Postby Thesh » Fri Sep 07, 2018 11:51 pm UTC

Tyndmyr wrote:
Thesh wrote:
Tyndmyr wrote:The fact that they are consuming things that require labor, and not laboring is the problem.


Why is that a problem? That you don't like it doesn't mean it's economically unworkable. People get paid without working all the time; hell, when I talked about people spending millions they didn't work for even while people were starving you explained it wasn't a problem.


This has nothing to do with if I, or anyone else, approves. This isn't a morality thing, it's a math thing.


And reason says that at least enough people will work so that all people can meet their basic needs. Most likely more. Your only real argument here is one of personal preference.

Tyndmyr wrote:It'll be consumed until existing stocks are depleted. Goods and services are constantly being consumed. If creation falls off, once existing stocks are expended, yes, the shortages set in, and folks become unable to consume further.


And when they do, someone will do the job to make more.

Tyndmyr wrote:At this point, people either seek to circumvent the system, or fight over the scraps. The apocalyptic viewpoint would focus on the latter, I'd hope for the former. Real world examples are mixed.


Because there is not a single person on this planet who would work without compensation.

DATASET SECTION
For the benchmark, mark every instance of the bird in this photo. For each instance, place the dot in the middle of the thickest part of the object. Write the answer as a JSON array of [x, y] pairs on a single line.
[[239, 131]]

TASK INSTRUCTIONS
1: In the forum post, what date and time is given for Thesh's message?
2: Some quotations in the forum post begin on the same line as "Tyndmyr wrote:". Give the first sentence of each of those quotations.
3: Extend the forum post about labor and consumption, picking up after its final sentence.
The listing above was drawn from a separate source and is unrelated to the forum post.

ANSWERS TO THE EXERCISE
1: Fri Sep 07, 2018 11:51 pm UTC

2:
- The fact that they are consuming things that require labor, and not laboring is the problem.
- It'll be consumed until existing stocks are depleted.
- At this point, people either seek to circumvent the system, or fight over the scraps.

3:
Tyndmyr wrote:If nobody is incentivized to perform labor, labor will stop. Or at least, greatly slow. This means poverty.


Even if 80% of the work stops, there wouldn't be poverty. Everyone in the US would still be above the poverty line, as long as there is equality.

Tyndmyr wrote:If the goods and services run out, it doesn't matter what you say the money represents. It only matters what you can trade money for.

Goods and services will never ever ever ever ever ever ever ever ever ever ever run out. That you think this will happen tells me you are a sociopath who would rather die than risk someone else benefiting from your labor without compensation.

Tyndmyr wrote:You're projecting pretty hard here. This has literally nothing to do with who deserves what, and will happen to deserving and undeserving alike. The economy doesn't care about your morality.